Go to the line in the data below that contains "girl's face, giving". Write it out exactly, along with every later line through the last, and nothing else.
--- START ---
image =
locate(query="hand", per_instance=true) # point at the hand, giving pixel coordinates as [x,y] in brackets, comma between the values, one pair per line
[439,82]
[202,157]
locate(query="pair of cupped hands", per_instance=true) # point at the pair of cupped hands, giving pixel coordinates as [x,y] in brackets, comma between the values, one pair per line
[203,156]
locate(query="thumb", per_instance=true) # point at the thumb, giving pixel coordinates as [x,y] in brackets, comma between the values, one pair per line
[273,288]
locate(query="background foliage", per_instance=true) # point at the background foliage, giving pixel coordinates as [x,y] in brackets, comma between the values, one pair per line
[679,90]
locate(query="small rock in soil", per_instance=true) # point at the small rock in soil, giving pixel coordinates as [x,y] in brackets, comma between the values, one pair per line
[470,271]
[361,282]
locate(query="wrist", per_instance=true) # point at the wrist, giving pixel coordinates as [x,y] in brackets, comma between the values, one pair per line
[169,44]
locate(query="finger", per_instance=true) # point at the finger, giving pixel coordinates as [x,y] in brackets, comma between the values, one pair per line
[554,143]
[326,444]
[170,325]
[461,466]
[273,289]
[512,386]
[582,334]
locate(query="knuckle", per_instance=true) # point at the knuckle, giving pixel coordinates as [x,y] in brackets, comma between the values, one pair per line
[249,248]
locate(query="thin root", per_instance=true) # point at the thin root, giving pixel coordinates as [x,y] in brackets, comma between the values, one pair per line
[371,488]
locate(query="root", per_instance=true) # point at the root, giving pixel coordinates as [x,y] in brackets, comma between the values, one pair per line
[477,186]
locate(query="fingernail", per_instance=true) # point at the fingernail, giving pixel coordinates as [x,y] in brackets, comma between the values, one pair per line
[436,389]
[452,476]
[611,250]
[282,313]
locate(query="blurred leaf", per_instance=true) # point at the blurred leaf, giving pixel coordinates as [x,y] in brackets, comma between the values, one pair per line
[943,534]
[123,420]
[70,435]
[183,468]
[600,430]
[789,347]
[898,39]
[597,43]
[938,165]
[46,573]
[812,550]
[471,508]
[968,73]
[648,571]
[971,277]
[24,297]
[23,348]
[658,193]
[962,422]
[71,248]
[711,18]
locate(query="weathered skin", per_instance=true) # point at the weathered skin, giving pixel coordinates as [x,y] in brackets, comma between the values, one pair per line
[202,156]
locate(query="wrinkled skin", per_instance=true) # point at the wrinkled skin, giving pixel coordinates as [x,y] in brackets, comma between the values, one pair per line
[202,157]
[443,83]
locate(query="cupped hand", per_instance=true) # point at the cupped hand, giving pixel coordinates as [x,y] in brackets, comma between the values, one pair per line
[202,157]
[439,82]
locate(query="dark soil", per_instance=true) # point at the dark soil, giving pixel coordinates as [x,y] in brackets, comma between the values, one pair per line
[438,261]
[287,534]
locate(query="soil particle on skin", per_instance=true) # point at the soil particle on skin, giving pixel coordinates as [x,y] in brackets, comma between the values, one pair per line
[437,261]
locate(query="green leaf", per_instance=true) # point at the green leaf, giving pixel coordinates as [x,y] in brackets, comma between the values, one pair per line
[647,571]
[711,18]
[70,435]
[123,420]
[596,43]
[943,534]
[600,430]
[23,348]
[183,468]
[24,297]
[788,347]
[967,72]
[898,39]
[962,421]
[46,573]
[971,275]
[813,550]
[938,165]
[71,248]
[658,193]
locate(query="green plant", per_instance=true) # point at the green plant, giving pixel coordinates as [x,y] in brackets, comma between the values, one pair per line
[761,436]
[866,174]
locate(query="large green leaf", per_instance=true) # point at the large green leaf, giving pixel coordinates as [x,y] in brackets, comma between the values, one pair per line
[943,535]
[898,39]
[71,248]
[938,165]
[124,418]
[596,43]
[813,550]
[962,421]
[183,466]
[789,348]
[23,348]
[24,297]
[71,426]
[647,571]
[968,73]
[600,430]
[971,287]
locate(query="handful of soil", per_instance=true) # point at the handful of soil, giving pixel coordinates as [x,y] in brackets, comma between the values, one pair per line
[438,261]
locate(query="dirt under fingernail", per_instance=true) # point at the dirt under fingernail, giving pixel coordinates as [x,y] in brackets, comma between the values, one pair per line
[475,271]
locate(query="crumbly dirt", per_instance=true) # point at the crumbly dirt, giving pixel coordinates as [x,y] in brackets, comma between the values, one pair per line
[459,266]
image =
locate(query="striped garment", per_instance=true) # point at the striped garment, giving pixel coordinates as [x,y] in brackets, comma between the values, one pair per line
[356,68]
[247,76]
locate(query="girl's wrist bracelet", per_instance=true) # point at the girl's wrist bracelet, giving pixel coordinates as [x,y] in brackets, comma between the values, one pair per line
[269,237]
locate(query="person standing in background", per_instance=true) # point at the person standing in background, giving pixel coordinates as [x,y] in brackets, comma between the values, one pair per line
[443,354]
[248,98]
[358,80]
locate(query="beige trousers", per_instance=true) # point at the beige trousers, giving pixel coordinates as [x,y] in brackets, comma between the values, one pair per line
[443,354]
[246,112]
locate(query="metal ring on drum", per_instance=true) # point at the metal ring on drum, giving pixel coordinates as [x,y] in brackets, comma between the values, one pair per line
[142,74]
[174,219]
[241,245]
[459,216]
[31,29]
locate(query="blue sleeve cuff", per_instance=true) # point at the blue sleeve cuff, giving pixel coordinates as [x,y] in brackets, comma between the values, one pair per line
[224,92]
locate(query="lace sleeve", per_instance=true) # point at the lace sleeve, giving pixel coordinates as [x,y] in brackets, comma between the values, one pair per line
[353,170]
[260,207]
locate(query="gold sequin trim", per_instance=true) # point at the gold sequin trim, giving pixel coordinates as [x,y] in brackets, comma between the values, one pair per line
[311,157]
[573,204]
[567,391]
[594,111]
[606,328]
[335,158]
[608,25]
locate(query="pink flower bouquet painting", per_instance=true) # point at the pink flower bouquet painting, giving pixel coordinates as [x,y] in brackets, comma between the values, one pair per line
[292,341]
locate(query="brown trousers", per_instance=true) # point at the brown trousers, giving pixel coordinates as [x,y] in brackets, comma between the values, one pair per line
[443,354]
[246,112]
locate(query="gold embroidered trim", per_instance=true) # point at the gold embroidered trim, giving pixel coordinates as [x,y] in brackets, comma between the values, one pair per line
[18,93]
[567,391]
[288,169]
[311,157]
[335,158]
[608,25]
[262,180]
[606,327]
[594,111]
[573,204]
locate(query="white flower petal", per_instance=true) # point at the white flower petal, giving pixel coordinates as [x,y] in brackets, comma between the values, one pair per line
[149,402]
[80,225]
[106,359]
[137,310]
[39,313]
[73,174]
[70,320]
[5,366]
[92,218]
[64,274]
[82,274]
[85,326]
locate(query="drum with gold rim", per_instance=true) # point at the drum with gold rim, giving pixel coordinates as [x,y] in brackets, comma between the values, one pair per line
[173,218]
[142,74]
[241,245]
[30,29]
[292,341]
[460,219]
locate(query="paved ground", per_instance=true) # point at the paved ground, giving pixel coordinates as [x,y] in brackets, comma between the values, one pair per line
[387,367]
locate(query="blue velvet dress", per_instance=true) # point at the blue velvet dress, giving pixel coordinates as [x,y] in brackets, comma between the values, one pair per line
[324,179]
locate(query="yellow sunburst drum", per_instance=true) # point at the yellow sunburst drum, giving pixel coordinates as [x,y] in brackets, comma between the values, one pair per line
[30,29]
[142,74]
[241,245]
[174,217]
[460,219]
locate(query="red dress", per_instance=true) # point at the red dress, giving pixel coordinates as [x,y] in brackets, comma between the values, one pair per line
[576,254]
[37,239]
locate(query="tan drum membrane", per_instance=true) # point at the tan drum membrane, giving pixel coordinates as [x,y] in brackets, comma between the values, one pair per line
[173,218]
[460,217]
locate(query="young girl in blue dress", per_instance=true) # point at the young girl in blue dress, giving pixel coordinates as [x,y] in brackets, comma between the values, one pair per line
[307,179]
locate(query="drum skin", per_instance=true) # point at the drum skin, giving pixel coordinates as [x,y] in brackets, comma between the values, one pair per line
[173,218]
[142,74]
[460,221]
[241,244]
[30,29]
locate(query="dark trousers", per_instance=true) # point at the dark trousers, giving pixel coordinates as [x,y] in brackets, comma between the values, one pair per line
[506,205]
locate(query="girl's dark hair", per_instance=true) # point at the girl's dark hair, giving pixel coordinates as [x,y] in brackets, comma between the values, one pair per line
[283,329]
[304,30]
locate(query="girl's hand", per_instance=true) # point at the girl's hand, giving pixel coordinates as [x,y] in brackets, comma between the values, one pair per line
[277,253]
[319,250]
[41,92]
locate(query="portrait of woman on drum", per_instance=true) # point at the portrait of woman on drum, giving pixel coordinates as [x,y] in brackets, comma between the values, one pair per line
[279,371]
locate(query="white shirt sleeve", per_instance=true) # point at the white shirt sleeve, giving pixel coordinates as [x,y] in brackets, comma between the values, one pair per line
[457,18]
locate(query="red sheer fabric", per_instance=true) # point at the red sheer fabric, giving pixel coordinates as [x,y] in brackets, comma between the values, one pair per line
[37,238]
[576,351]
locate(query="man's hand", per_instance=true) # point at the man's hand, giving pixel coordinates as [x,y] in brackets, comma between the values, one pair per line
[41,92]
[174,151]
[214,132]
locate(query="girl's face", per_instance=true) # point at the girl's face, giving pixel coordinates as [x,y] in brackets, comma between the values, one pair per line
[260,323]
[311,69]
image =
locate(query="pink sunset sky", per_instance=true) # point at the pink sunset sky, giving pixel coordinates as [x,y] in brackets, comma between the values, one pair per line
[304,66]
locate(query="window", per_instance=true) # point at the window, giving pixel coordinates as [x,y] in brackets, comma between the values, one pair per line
--- END ---
**Task answer:**
locate(query="girl's face", per_instance=true) # point at the girl's face, giving pixel coordinates as [x,y] in brackets, comma between the values, one pair per line
[260,323]
[311,69]
image =
locate(query="pink sunset sky", per_instance=true) # point at the pink sunset sky, giving pixel coordinates as [x,y] in brackets, comma between the values, one pair per line
[304,66]
locate(query="window", per_instance=true) # point at the window, giving pixel coordinates as [x,y] in brackets, comma between the values, one pair per line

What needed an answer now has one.